> _WORK INSTRUCTION A_:
Answer these questions using the text about Ionuț's grief:
(i) How does Ionuț define grief?
(ii) Where does Ionuț go when he still tells his grandfather about his life?
(iii) After what did Ionuț answer when asked whether grief has a good effect on people in the end?
> _WORK INSTRUCTION B_: Go on with the text about Ionuț's grief for his grandfather, picking up after its final sentence.

> _TEXT SHOWN_:
:::

If scientists describe grief as a whole process and a storm of emotions, for Ionuț grief is just a moment: “Grief would be, in my opinion, the moment when you realise that nothing and no one is immortal. It makes you realise that you have to really enjoy your dear ones’ company while they are still around.”
Grief, as studies show, is about healing; and for Ionuț this came after a short period of time, but in small steps: “In my case, once I accepted the idea that he is not here anymore, it became easier to deal with the loss, even if most of the time you remember the lost one from the places you visit, photos, people’s stories or just beautiful memories; moments you spent with the one who is now gone”. Even though Ionuț learned how to find his rhythm in life again, there are moments when he finds himself missing his grandfather more than usual: “It usually hits me when I visit my grandparents’ house, or when people say that I look a lot like my grandpa, or… when I go to his grave. Or at family reunions, when we remember grandpa’s jokes or stories. We usually still talk about stuff when I go and visit him there. I still tell him about my life…”
When asked if he thinks that grief and all the pain that comes with it has a good effect on people in the end, Ionuț’s answer came after a long moment of silence, as if he was balancing the arguments: “I think it does. It makes you realize that death is inevitable; that all of us will have to deal with it one day and that we have to value the moments we spend with our loved ones because they are going to leave. I think, in some way, grief teaches us to enjoy life; to be aware of the present. To remember and value the most beautiful moments we had with the people who died; to be aware that we can practically die any day, a thousand times, so we should value ourselves, the ones around us and the time we spend together. I guess… Grief teaches us that we should live our lives just as we feel to, because tomorrow may never come and you may simply become a memory and a source of grief for the ones you love, anytime”.

:::

Saved data entries
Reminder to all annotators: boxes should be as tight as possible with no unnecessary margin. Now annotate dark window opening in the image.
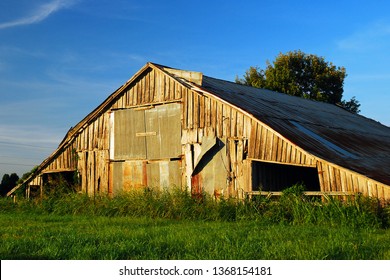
[252,162,320,191]
[42,171,79,195]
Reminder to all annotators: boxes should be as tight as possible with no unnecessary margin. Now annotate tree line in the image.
[236,50,360,113]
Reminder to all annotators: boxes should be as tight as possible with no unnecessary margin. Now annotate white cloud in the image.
[337,21,390,52]
[0,0,75,29]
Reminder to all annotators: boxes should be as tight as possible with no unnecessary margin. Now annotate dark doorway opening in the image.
[252,161,320,191]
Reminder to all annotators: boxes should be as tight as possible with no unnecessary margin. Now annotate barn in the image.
[8,63,390,200]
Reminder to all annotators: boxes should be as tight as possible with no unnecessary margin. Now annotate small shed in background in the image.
[8,63,390,200]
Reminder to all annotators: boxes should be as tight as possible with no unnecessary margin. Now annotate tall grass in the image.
[0,185,390,228]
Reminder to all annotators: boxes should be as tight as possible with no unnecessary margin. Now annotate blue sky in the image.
[0,0,390,176]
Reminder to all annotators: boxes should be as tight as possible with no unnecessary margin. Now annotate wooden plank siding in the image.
[317,160,390,201]
[12,64,390,203]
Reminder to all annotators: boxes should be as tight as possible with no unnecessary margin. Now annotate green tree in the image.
[236,51,360,113]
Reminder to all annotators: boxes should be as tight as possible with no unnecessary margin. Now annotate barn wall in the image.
[21,67,390,199]
[317,160,390,200]
[182,90,316,197]
[111,68,183,110]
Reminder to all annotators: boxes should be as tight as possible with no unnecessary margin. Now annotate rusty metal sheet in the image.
[201,76,390,185]
[145,103,181,160]
[111,109,146,160]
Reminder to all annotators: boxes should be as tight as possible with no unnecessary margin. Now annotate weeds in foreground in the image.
[0,186,390,228]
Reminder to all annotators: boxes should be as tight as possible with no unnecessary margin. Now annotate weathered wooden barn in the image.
[9,63,390,200]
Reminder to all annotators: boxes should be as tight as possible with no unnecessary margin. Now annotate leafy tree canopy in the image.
[236,51,360,113]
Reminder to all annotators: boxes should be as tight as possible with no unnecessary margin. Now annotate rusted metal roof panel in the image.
[202,76,390,185]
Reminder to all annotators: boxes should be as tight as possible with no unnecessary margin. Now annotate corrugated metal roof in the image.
[202,76,390,185]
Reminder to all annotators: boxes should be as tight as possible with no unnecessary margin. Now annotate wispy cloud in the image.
[0,0,76,29]
[337,21,390,52]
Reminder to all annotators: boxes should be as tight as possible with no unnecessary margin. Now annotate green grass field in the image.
[0,186,390,260]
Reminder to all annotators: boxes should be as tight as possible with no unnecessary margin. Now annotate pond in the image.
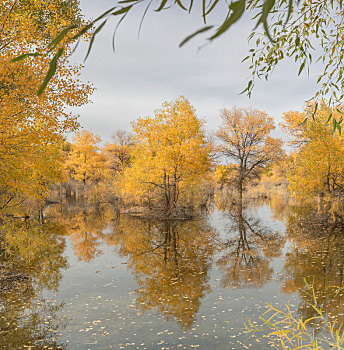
[0,198,344,350]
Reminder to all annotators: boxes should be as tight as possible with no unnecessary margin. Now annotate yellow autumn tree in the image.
[0,0,92,208]
[103,130,134,175]
[282,103,344,197]
[217,107,284,202]
[123,96,211,217]
[65,130,106,185]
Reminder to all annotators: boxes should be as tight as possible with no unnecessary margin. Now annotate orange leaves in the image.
[0,0,93,204]
[217,107,284,192]
[283,103,344,197]
[124,97,211,213]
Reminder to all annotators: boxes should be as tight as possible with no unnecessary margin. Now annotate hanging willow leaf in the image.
[175,0,188,11]
[84,19,107,61]
[37,47,64,96]
[155,0,167,12]
[48,24,78,50]
[285,0,293,24]
[11,52,42,62]
[112,5,133,16]
[209,0,245,40]
[179,26,214,47]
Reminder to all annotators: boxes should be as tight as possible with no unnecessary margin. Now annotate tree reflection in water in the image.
[283,207,344,325]
[216,205,285,288]
[114,217,215,330]
[0,220,67,349]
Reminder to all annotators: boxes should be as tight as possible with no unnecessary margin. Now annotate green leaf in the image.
[205,0,219,16]
[285,0,293,24]
[112,5,133,16]
[312,102,318,120]
[175,0,188,11]
[37,47,64,96]
[297,61,306,75]
[209,0,245,40]
[84,19,107,61]
[11,52,42,62]
[260,0,276,23]
[179,26,214,47]
[71,22,94,40]
[155,0,167,12]
[48,24,78,50]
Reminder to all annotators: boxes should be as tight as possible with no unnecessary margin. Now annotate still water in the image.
[0,198,344,350]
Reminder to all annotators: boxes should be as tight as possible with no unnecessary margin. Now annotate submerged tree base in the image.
[0,265,30,295]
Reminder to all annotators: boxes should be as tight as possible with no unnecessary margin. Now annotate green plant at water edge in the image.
[245,281,344,350]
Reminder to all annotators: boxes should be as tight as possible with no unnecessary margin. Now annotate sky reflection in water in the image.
[0,198,344,349]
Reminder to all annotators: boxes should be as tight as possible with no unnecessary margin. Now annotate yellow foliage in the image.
[217,107,284,198]
[283,103,344,197]
[0,0,92,204]
[123,97,211,214]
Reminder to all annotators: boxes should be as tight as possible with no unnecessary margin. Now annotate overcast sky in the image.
[73,0,320,141]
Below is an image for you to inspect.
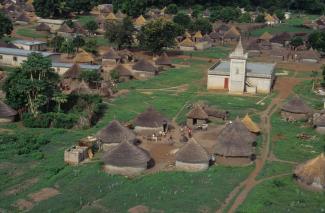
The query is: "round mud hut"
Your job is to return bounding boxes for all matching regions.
[176,138,210,172]
[281,97,312,121]
[103,141,151,176]
[97,120,136,151]
[186,105,209,127]
[0,101,17,123]
[133,107,168,135]
[214,118,256,158]
[294,153,325,189]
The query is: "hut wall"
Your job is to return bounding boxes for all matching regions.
[104,165,147,176]
[176,161,209,172]
[134,126,164,135]
[281,111,308,121]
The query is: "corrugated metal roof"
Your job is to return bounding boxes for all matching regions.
[0,47,58,57]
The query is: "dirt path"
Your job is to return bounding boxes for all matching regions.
[217,77,300,213]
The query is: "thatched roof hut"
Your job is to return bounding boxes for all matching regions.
[0,101,17,123]
[155,52,173,66]
[133,107,168,128]
[35,23,51,32]
[176,138,210,171]
[214,118,256,157]
[242,114,261,133]
[132,59,158,73]
[294,153,325,189]
[103,141,151,175]
[73,50,95,63]
[97,120,136,144]
[63,63,81,79]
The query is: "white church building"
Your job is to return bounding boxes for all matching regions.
[208,40,275,94]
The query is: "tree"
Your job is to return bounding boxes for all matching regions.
[3,53,59,117]
[191,18,212,34]
[138,19,177,53]
[105,17,135,49]
[50,36,65,52]
[166,4,178,14]
[173,13,192,29]
[0,13,13,38]
[85,20,98,35]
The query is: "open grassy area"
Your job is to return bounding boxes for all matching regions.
[16,27,47,39]
[236,176,325,213]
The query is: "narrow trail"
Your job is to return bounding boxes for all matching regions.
[217,77,300,213]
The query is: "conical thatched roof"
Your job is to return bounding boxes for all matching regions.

:::

> _EXERCISE RESULT A_:
(i) As the moment when you realize that nothing and no one is immortal.
(ii) To his grandfather's grave.
(iii) After a long moment of silence.

> _EXERCISE RESULT B_:
Ionuț ended his story by saying something, one honest thought, to the ones that maybe have a hard time going through this themselves: “I’d tell them that the hard times will pass. That the people we mourn are still alive through us, they talk through us, they are never gone while we are still alive to tell their stories, the good side of them, the worst side of them, the happy and sad moments… Everything they were, they wanted to be, they couldn’t be, it’s still here, with and through us. No one truly dies while we still have a family, friends, loved ones who can tells our story and remember us, just as we were. And always value the now rather than regretting the back in the day.”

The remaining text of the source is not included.